ЗАДАНИЯ ДЛЯ ВЫПОЛНЕНИЯ:
**1)** Процитируйте из отрывка о любовной поэзии Проперция всё, начиная со слов «Слова эти, конечно, иллюзорны: все» и вплоть до слов «она когда-то умрет.».
**2)** Чьей восторженности, согласно отрывку о любовной поэзии Проперция, лишен этот поэт?
**3)** Продолжите отрывок о любовной поэзии Проперция после его последнего предложения.
═════ ОТРЫВОК ДОКУМЕНТА ═════
Поэтому в античной поэзии начинает звучать нота нескончаемости любовного чувства. Проперций пишет:
Тот, кто безумствам любви конца ожидает, безумен:
У настоящей любви нет никаких рубежей.
Слова эти, конечно, иллюзорны: все мы знаем, что вечной любви нет, и поэзия, которая говорила о любви до гроба и после гроба, питалась утопическими взглядами – то наивно романтическими, то религиозными, мистическими.
Но Проперций лишен восторженности трубадуров, он понимает, что счастье мгновенно, что оно быстро проходит. И именно потому, что он горестно ощущает всю его быстротечность, он и хочет, чтобы оно было всегда. И это еще одна примета настоящей индивидуальной любви – желание, чтобы она не кончалась, невозможность представить, что она когда-то умрет.
═════ ЗАПИСИ НАБОРА ДАННЫХ ═════
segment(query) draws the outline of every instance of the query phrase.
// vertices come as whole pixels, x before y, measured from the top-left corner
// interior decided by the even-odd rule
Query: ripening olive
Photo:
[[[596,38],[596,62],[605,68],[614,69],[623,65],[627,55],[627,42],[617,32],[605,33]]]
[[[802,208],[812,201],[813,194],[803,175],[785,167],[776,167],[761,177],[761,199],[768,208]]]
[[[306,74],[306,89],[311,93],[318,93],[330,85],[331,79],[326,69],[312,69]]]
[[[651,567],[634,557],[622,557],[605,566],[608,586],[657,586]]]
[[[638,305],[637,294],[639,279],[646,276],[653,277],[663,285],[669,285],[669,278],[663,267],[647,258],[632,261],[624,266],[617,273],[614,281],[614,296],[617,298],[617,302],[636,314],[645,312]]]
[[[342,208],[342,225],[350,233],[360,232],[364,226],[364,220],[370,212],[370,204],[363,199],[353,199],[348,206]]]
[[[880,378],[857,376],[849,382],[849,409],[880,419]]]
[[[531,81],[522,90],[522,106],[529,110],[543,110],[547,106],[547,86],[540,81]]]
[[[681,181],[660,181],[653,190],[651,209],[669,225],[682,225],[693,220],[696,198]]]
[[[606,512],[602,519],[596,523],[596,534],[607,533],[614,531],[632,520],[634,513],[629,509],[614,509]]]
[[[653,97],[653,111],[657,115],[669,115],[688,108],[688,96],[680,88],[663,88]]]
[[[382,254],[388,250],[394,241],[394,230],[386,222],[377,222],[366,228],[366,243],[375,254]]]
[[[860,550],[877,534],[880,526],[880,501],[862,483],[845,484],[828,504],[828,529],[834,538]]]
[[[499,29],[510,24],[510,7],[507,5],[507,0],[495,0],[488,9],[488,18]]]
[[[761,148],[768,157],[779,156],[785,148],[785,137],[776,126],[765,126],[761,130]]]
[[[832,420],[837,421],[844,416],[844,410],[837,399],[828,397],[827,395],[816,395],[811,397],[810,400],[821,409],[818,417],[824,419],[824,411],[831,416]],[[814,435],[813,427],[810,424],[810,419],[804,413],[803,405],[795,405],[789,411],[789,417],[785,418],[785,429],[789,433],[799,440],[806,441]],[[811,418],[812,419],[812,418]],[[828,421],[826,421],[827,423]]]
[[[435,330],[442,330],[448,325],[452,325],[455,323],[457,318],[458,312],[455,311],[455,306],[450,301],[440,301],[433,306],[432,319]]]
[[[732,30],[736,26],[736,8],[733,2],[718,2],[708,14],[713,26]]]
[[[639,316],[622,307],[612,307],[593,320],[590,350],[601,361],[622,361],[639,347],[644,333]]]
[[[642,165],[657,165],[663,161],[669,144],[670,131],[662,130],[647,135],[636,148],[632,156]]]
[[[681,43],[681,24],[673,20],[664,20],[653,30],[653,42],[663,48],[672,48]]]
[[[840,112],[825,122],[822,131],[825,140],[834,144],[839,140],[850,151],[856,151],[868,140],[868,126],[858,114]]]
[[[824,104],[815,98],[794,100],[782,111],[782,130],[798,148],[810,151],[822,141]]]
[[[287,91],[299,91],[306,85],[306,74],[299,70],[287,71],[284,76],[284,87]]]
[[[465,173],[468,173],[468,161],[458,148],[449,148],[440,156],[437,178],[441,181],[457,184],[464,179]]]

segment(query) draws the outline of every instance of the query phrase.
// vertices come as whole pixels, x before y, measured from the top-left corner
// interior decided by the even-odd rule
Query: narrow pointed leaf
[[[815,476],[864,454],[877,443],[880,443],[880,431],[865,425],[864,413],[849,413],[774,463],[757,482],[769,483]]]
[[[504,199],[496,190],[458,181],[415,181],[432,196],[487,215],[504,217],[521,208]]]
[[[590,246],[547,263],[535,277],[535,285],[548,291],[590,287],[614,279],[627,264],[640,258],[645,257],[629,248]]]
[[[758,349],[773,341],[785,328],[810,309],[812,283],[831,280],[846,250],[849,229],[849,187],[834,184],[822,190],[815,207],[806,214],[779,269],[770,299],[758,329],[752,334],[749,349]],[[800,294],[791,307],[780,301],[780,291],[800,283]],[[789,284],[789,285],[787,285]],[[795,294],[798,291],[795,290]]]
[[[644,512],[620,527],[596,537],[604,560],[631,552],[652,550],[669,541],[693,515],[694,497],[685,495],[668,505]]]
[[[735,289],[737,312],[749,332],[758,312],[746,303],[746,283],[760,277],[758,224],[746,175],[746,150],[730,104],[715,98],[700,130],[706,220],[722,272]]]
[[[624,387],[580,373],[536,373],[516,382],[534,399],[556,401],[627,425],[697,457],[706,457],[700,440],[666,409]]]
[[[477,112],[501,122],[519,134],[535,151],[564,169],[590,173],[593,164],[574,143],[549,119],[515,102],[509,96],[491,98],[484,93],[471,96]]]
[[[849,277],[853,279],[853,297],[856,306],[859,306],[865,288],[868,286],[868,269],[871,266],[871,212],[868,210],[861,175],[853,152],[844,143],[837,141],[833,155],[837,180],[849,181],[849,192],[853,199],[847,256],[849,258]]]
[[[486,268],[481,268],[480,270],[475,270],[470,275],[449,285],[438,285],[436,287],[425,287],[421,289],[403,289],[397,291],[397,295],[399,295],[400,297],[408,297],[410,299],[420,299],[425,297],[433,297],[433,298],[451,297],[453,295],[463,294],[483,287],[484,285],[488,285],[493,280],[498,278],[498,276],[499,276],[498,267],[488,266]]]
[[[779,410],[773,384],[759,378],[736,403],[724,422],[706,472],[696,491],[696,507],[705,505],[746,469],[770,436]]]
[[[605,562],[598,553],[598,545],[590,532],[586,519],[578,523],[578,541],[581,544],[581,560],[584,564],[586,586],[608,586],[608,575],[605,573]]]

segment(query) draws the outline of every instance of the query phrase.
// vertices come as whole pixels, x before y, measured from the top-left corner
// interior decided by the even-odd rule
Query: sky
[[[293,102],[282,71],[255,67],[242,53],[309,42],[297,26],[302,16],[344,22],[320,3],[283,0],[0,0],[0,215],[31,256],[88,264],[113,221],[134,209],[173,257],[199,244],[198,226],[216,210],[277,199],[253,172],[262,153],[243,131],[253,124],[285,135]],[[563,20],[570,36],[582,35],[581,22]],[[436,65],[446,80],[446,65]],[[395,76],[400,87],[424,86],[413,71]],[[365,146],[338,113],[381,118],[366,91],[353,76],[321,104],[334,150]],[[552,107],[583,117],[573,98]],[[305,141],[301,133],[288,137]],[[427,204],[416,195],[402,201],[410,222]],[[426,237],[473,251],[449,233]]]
═════
ОТВЕТЫ К ЗАДАНИЯМ:
**1)**
Слова эти, конечно, иллюзорны: все мы знаем, что вечной любви нет, и поэзия, которая говорила о любви до гроба и после гроба, питалась утопическими взглядами – то наивно романтическими, то религиозными, мистическими.
Но Проперций лишен восторженности трубадуров, он понимает, что счастье мгновенно, что оно быстро проходит. И именно потому, что он горестно ощущает всю его быстротечность, он и хочет, чтобы оно было всегда. И это еще одна примета настоящей индивидуальной любви – желание, чтобы она не кончалась, невозможность представить, что она когда-то умрет.

**2)** Восторженности трубадуров.

**3)**
Такой строй ощущений рождала в людях и развивающаяся в них личность и вся трагически-вакханальная атмосфера тогдашней жизни: водоворот смертей и произвола, ощущение неустойчивости и заката. Проперций с болью видит это противоречие любви, он ищет выхода из этого заколдованного круга, ищет и находит его. Он пишет о счастливейшей ночи, которую подарила ему возлюбленная:
Если захочет она дарить мне такие же ночи,
Год я единый сочту равным всей жизни моей.
Ежели много их даст, то стану тогда я бессмертным:
Каждого ночью одной в бога она превратит.
Счастливая любовь делает день любви равным году обычной жизни, а год – равным бессмертию. Любовь превращает человека в бога, она как бы дает ему вечность, – так он решает это яростное противоречие между мимолетностью любви и тягой к ее нескончаемости, к ее бессмертию.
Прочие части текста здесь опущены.